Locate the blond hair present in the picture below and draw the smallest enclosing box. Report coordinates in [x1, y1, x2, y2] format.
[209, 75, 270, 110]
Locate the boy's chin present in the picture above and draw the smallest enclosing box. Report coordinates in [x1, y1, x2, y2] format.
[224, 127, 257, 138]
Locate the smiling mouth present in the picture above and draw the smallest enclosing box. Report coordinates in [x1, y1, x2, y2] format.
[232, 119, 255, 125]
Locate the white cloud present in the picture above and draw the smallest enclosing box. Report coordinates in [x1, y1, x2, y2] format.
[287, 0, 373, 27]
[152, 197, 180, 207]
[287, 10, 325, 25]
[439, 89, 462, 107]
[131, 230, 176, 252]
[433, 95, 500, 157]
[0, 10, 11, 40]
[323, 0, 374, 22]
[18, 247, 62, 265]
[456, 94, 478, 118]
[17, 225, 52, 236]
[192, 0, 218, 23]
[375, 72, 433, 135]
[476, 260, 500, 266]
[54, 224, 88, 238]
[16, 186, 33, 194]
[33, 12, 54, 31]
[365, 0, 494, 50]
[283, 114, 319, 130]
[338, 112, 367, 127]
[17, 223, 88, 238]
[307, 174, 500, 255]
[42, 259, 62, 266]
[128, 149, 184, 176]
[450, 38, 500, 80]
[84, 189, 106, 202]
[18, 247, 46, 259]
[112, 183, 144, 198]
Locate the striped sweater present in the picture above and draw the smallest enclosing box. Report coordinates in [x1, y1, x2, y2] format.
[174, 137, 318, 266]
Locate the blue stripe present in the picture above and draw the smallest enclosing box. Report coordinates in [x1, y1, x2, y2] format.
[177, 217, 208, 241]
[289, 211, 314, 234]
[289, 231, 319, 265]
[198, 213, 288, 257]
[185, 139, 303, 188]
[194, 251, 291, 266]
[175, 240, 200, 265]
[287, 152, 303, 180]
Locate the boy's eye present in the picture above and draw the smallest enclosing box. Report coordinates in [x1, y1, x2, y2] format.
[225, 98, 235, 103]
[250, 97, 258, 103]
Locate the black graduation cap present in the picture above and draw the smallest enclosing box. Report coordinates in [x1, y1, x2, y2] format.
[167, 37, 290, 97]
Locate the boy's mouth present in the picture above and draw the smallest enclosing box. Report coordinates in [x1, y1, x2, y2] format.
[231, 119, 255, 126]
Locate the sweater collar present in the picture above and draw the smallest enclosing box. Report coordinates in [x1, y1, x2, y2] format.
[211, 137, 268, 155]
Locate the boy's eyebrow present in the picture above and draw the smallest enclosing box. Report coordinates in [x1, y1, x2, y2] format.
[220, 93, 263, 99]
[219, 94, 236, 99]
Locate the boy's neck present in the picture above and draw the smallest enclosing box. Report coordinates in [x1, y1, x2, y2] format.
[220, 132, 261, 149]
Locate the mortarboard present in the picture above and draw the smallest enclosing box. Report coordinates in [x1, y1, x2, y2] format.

*****

**Directions:**
Copy exactly, and only, the lines from the line containing "Locate the sweater" to the end of the listing, with both ends included.

**Response below:**
Locate the sweater collar present in the picture above and draw the smallest enclosing box. Report coordinates in [x1, y1, x2, y2] format.
[211, 137, 268, 155]
Locate the boy's eyebrow present in the picture above and draw the smallest enclosing box. Report coordinates in [x1, y1, x2, y2] format.
[220, 93, 263, 99]
[219, 94, 236, 99]
Locate the boy's neck present in the picture above and draw the smallest enclosing box. Report coordinates in [x1, y1, x2, y2] format.
[220, 132, 261, 149]
Locate the mortarboard present in the picture above and draw the smallest enclosing box. Report coordinates in [x1, y1, x2, y2] format.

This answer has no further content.